_Direction:_ Copy every one of the entries below word for word, omitting the pictures.
--
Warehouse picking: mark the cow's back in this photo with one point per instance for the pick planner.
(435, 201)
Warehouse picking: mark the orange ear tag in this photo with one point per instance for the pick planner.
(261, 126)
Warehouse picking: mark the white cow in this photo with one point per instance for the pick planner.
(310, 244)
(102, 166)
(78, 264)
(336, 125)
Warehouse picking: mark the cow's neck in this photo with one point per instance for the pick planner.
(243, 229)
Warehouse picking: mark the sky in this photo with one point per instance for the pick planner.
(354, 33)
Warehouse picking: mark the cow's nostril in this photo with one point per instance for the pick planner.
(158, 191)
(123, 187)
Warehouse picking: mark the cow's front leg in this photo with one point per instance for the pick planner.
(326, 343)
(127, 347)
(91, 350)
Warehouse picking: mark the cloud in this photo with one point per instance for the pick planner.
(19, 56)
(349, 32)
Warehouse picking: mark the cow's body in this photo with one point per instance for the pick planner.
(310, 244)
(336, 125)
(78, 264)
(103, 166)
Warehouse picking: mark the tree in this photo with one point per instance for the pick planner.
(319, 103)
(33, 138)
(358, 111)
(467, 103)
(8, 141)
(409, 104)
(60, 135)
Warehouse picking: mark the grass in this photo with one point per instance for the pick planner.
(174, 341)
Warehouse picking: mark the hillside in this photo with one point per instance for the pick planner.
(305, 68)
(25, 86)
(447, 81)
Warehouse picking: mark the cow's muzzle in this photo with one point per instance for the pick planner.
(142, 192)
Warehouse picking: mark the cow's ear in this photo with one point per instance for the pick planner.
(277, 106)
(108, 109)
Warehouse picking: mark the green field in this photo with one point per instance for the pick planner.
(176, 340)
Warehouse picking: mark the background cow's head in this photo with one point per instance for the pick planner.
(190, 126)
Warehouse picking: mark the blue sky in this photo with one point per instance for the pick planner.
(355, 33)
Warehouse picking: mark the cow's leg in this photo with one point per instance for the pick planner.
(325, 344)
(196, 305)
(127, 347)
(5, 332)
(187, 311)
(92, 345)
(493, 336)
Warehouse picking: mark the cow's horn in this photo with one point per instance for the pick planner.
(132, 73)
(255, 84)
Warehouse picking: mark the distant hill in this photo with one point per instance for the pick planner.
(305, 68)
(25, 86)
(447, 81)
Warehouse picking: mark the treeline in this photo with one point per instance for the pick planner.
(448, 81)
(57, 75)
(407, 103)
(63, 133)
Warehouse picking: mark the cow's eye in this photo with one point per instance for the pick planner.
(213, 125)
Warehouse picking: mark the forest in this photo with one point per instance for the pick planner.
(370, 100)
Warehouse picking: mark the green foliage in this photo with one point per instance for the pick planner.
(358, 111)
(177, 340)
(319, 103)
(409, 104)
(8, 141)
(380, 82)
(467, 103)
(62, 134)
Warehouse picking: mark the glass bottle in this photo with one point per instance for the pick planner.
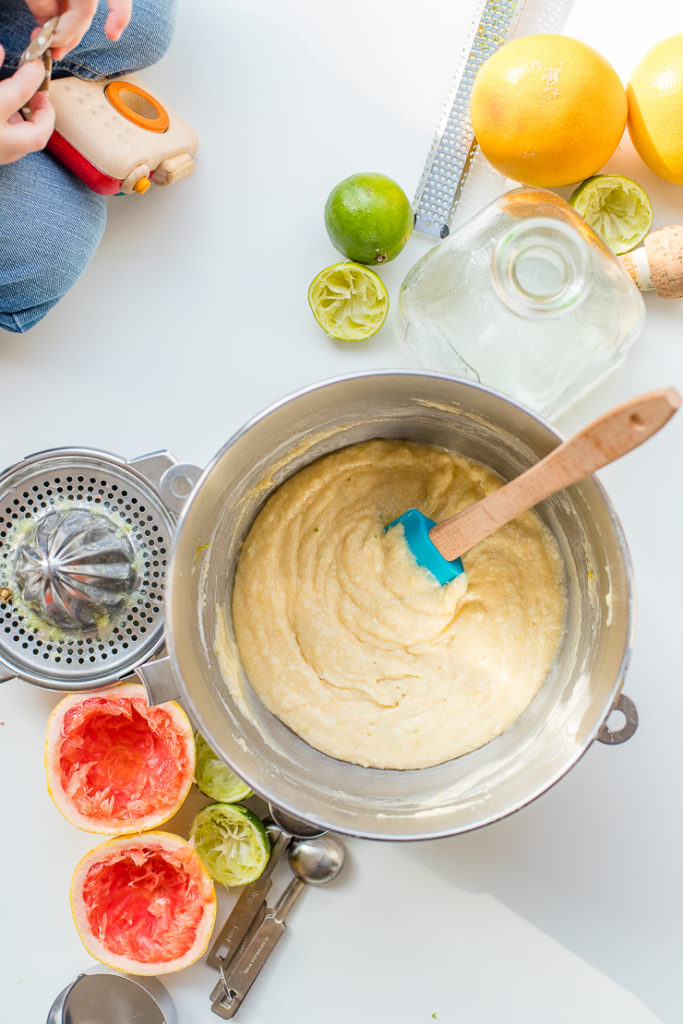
(524, 298)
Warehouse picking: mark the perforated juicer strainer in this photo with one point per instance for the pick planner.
(84, 541)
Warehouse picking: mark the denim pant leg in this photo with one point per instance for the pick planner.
(50, 226)
(50, 222)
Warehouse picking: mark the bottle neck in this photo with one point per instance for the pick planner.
(540, 267)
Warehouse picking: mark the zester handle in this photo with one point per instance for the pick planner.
(252, 957)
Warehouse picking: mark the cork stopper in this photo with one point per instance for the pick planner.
(665, 255)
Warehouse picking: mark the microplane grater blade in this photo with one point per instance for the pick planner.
(454, 145)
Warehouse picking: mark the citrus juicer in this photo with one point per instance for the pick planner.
(438, 547)
(84, 542)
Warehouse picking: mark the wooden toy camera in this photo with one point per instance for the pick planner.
(117, 137)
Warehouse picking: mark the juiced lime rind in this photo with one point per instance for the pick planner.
(369, 218)
(616, 208)
(231, 842)
(349, 301)
(214, 778)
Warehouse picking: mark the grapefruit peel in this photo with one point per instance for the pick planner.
(143, 904)
(114, 765)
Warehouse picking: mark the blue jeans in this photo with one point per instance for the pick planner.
(50, 222)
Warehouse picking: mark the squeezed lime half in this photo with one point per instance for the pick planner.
(231, 842)
(616, 208)
(214, 778)
(348, 301)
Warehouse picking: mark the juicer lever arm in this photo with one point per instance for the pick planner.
(596, 445)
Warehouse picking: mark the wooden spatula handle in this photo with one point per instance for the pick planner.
(599, 443)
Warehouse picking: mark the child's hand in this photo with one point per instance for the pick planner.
(75, 18)
(16, 135)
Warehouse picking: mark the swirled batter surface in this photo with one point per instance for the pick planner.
(357, 648)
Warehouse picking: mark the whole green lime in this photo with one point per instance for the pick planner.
(369, 218)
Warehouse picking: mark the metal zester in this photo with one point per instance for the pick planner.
(454, 147)
(84, 541)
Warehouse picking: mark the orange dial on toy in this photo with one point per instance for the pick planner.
(137, 105)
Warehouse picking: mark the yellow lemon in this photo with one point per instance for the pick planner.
(548, 110)
(655, 109)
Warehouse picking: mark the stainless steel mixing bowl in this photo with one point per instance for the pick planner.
(470, 791)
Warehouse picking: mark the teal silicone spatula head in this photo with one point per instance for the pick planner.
(438, 547)
(416, 528)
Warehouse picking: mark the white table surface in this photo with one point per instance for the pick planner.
(193, 317)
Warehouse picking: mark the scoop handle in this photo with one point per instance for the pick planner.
(596, 445)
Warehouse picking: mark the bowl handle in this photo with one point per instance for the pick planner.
(160, 681)
(628, 709)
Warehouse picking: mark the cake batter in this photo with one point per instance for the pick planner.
(357, 648)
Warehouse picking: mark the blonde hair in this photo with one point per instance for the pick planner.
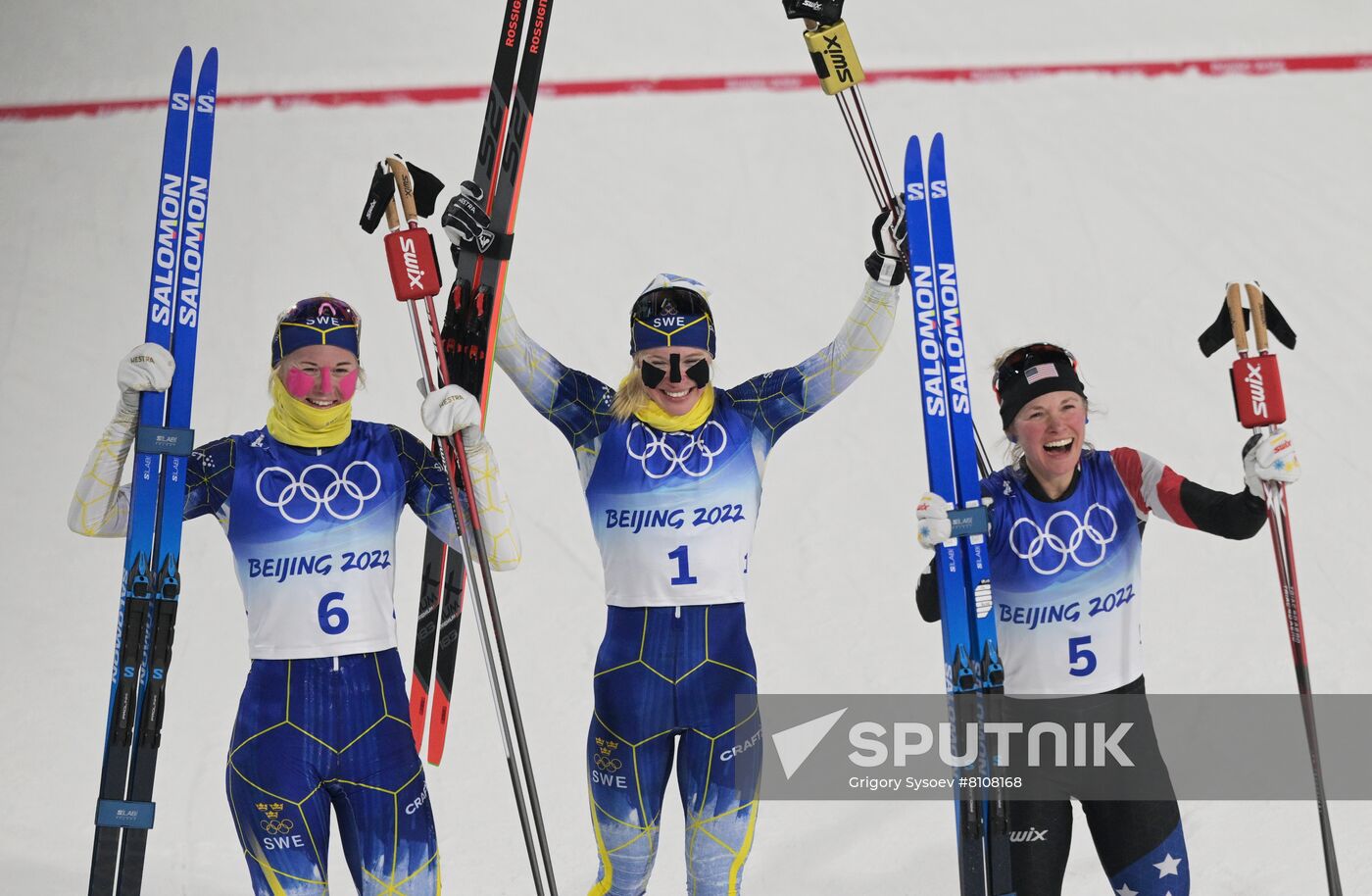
--
_Solved exercise:_
Warehouse picking: mark the cow's back in this photo with one point per instance for the pick planner.
(435, 201)
Warehouse picking: mark the orange ear tag in this photo with one point per instance for the pick planner.
(261, 126)
Warehouse picking: mark the white cow in this photo with one point per instance for the pick planner.
(310, 244)
(102, 166)
(78, 264)
(336, 125)
Warehouse picking: mark the cow's neck in this photo with one point per instance for the pick planner.
(243, 229)
Warehouse picking: mark the sky in this photo with one point per instance for the pick planner.
(354, 33)
Warehouse picking: mark the cow's nostril in this photo with one point per instance for the pick planner.
(158, 191)
(123, 187)
Warehouse picking: mark the cow's front leg in this photo with one point per instance for the pick planner.
(326, 343)
(127, 347)
(91, 350)
Warehouse picking: mark the cloud in this photo with one point per instance for the pick planner.
(19, 56)
(349, 32)
Warehouse picking: mark the cow's body in this photo with one point per instance for the pick planner.
(310, 244)
(336, 125)
(78, 264)
(103, 166)
Warehouse picking: mark the tree in this photo with one point per instance for the pick planner.
(319, 103)
(33, 138)
(358, 111)
(467, 103)
(8, 141)
(409, 104)
(60, 135)
Warehouse picking: mark the grass in this photo with one point per instance for the pick planner.
(174, 341)
Warehouse picking: mark the hillside in this photo with one point per instance for the pick planner.
(305, 68)
(25, 86)
(447, 81)
Warehouse picking: mark the cow's muzzle in this photo with one point per instance for the pick planner.
(142, 192)
Warehouse picking: mark the cow's ear in this photo with one point per instance for the pick planner.
(277, 106)
(108, 109)
Warehouse picking: mark the green field in this photo with one point per instance for the pick planner.
(176, 340)
Warehouse picking: mark the background cow's head in this photo with one point per instance for the pick planner.
(190, 126)
Warehouse picking: mark the blue sky in this photo with one point per instance for the pick planner.
(355, 33)
Warehouse picking: mark the cow's leg in this photo with one point per instance for the pick planner.
(325, 344)
(196, 305)
(127, 347)
(5, 332)
(187, 311)
(92, 345)
(493, 336)
Warehouse picking: mark the cow's horn in this photo with one point per instance for the pick planner.
(132, 73)
(255, 84)
Warehouse picking: mark the distant hill in this photo with one point per instance for the pick planner.
(305, 68)
(25, 86)
(447, 81)
Warehouse picking: mark the treeline in this photo with one point per instance for the pick planner.
(448, 81)
(57, 75)
(407, 103)
(63, 133)
Warehouse picking: mark the cow's eye in this photo with one point per instance for the pick planner.
(213, 125)
Warehouse picking: mark the forest in this photo with one point per instance for the pick planner.
(370, 100)
Warehouse picking: mark the green foliage in this photo with one point per instance for the pick planner.
(358, 111)
(177, 340)
(319, 103)
(409, 104)
(8, 141)
(380, 82)
(467, 103)
(62, 134)
Warehouse picking: mark the glass bottle in this photo with one point per instance for the pick planner.
(524, 298)
Warehouse picking: mark the perforated juicer strainer in this photo with one point per instance for the pick planner.
(84, 541)
Warehouse picking: mark the denim pant leg in this photo with one point per instance for the pick planner.
(50, 226)
(50, 222)
Warehouse picking: mark the bottle neck in this photo with one point per instance for the pick planner.
(540, 267)
Warehouse picking: mark the zester handle in this photo with one point per instance for the pick planner.
(252, 957)
Warehouse picking: mark the cork stopper in this photo with one point per instance for the pick planner.
(665, 255)
Warehouse picking: mark the microplane grater blade in this photo with one point per instance for the pick planner.
(454, 145)
Warehouse picking: mark the citrus juicer in this photo with one point per instance for the pick planner.
(438, 547)
(84, 542)
Warehouse picking: mark the wooden toy camera in this photo with one point per instance for the pick planner.
(117, 137)
Warehouse picking: mark the juiced lime rind in this photo with one point per instance for the pick planner.
(369, 218)
(616, 208)
(231, 842)
(349, 301)
(214, 778)
Warehouse picking: mark the grapefruit peel in this photo with one point per instance for the pick planner.
(143, 904)
(114, 765)
Warehouse picking: mark the blue jeans in this photo with one point per instance for the pick planner.
(50, 222)
Warehouse picking: mark the squeezed lime half in this photo with one point per instance for the pick planner.
(231, 842)
(616, 208)
(214, 778)
(348, 301)
Warehouse picking: mark the juicer lever arm in this photo with one point per instance for the pick planner.
(596, 445)
Warehouse picking: mark the wooden spatula handle in this photo with one point per instance for the pick planner.
(599, 443)
Warehouse picking: mark the child's hand in this photo with one point per instance for the pick planner.
(75, 18)
(16, 135)
Warehouse picking: mark the swirled batter surface in this photo with one point per instance for the pick planner.
(357, 648)
Warehouse picking: mark the whole green lime in this photo with one point per instance for the pick planner.
(369, 218)
Warehouse picking: mark the metal zester in this photo with one point per instance for the pick planner.
(454, 147)
(84, 541)
Warehouse picking: mark the orange dial on toy in this photo with one point per instance for the pick planner.
(137, 105)
Warehouse picking: mark the yellow lemon in this photo with one point per instance for the pick planner.
(548, 110)
(655, 109)
Warehouse picking: mark the stainless steel mixing bowl in this photo with one point per instance for the pick planner.
(470, 791)
Warehouse picking: mark the teal silicone spatula head in this photo with one point per instance for the pick planner.
(438, 547)
(416, 528)
Warehouse picking: mark the white table surface in this photo with one point per instance for the pick planner.
(193, 317)
Warehouse picking: mark the scoop handle in this photo with one point per instance for the pick planner.
(596, 445)
Warehouse picking: mark the bowl handle in this photo with one point per instance for the pick planner.
(160, 681)
(628, 709)
Warehouse picking: mark the cake batter in this photo with one point per instance for the pick planner.
(357, 648)
Warehouse picking: mark the blonde hair in this photo with one point per instance for the pick planner.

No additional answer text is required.